* PROBLEM TO WORK ON:
Answer from the article on the attorneys general's letter below, one answer per line:
1. Which state attorney general wrote the letter?
2. Which 2020 Supreme Court ruling does Biden's executive order require federal agencies to follow?
3. In what month was the EEOC document issued?

* EXTRACT PROVIDED:

****

Republican attorneys general throw giant tantrum over Joe Biden’s unfaltering LGBT+ allyship
A total of 21 Republican state attorneys general have united in opposition to president Joe Biden’s new civil rights protections for the LGBT+ community.
A letter written by Tennessee attorney general Herbert Slatery III and signed by 20 others accuses Biden of “imposing unlawful regulatory guidance” on employers and educators by forcing them not to discriminate against LGBT+ people.
They refer to Biden’s executive order that requires all federal agencies to abide by the Supreme Court’s 2020 ruling in Bostock v Clayton County, which found that Title VII of the Civil Rights Act bans discrimination based on sexual orientation and gender identity.
The AGs had expected they’d be offered “the opportunity to engage” in the implementation of this ruling. “Instead, the states and other affected institutions and individuals have been excluded from any discussion,” they complain. “We write this letter to state our objections.”
The objections from the signatories centre on transgender people’s access to restrooms and changing rooms, both in the workplace and in schools, and use of their preferred pronouns.
An EEOC document issued in June states that employees should have access to the facilities designated for the gender with which they identify and should be subject to the dress codes for that gender as well.

****

Collected data:
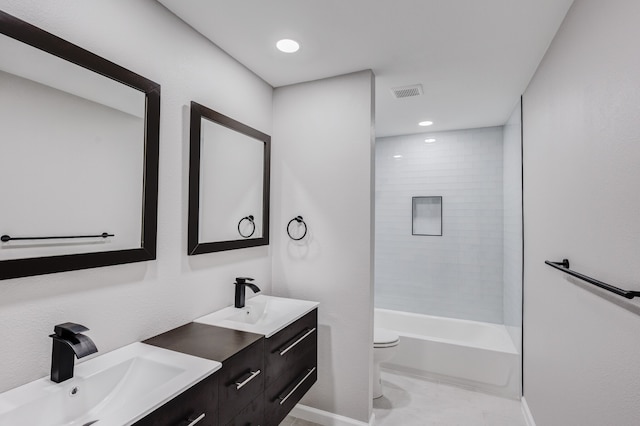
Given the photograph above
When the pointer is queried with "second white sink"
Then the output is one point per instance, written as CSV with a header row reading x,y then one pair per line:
x,y
114,389
262,314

****

* TASK SOLUTION:
1. Tennessee attorney general Herbert Slatery III
2. Bostock v Clayton County
3. June